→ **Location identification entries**
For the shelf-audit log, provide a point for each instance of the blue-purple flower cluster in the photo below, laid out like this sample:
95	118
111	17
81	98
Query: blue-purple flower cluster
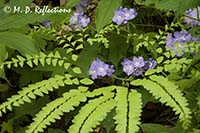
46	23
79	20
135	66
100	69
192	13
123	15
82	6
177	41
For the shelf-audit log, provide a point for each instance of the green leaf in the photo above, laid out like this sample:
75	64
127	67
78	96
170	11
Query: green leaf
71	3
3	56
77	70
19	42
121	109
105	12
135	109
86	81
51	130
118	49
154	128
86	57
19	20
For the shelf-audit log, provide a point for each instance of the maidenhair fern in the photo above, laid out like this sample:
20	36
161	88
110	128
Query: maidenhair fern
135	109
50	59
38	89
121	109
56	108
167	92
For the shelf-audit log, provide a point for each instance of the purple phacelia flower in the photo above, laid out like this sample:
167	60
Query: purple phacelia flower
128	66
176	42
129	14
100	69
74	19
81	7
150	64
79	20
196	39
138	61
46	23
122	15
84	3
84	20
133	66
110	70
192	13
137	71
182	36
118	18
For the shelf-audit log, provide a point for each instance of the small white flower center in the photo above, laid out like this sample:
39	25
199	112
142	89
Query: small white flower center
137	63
* * *
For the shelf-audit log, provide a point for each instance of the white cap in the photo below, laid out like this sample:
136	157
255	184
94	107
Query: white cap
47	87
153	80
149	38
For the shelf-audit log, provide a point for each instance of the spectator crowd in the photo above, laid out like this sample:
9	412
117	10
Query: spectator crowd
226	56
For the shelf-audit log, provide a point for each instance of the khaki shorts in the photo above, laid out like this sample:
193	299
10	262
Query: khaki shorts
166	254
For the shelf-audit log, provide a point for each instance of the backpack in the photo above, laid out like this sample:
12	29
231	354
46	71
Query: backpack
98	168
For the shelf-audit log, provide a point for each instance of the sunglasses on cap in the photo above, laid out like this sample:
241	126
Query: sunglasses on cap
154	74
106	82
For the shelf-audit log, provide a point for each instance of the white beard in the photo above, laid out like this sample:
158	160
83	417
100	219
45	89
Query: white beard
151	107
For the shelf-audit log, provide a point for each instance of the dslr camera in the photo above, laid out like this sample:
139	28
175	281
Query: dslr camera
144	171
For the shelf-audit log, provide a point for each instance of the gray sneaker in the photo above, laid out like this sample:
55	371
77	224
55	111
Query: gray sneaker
* * *
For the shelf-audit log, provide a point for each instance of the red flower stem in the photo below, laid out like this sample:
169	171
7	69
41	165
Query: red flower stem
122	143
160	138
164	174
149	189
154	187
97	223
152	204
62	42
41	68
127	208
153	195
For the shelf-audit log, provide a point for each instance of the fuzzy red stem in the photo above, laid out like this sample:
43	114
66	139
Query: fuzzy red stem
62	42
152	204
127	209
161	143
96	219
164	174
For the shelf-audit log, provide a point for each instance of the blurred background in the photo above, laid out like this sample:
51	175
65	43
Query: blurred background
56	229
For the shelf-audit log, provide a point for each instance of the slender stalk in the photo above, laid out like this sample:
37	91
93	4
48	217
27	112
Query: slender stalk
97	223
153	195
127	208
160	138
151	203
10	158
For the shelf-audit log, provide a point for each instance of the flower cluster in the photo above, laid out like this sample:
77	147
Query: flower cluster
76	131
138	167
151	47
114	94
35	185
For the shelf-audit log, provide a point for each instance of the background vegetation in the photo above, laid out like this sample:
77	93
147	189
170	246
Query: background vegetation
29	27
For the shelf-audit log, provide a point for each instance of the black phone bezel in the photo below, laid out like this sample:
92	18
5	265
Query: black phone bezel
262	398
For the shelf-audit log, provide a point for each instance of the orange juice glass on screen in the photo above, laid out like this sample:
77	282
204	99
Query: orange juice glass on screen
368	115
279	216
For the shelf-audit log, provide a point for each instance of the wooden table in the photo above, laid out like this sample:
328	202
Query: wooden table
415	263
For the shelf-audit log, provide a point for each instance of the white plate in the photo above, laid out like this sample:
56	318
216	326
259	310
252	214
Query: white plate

→ **GOAL**
Please find each line in the records above that contains the word "spectator" and copy those lines out. Case counts when matching.

→ **RESPONSE TO THE EXERCISE**
For the shelf-audit log, provide a point for each instance of the spectator crowd in the photo above, laid out like this sample:
Query: spectator crowd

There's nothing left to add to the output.